▶ [Records shown]
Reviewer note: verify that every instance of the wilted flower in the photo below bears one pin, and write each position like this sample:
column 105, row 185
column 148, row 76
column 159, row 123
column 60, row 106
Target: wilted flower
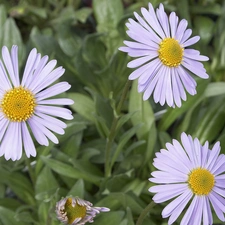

▶ [Set exercise]
Please turn the records into a Markdown table with two columns, Number and Entry, giving each line of the records its own row, skipping blank lines, and leaving the pictures out.

▶ [The answer]
| Number | Entry |
|---|---|
| 1 | Reviewer note: verify that every instance of the wilted flower in the photo below bears one pin, and write each position like this sample: |
| 2 | column 105, row 185 |
| 3 | column 148, row 76 |
| 4 | column 159, row 123 |
| 5 | column 60, row 106 |
| 6 | Target: wilted flower |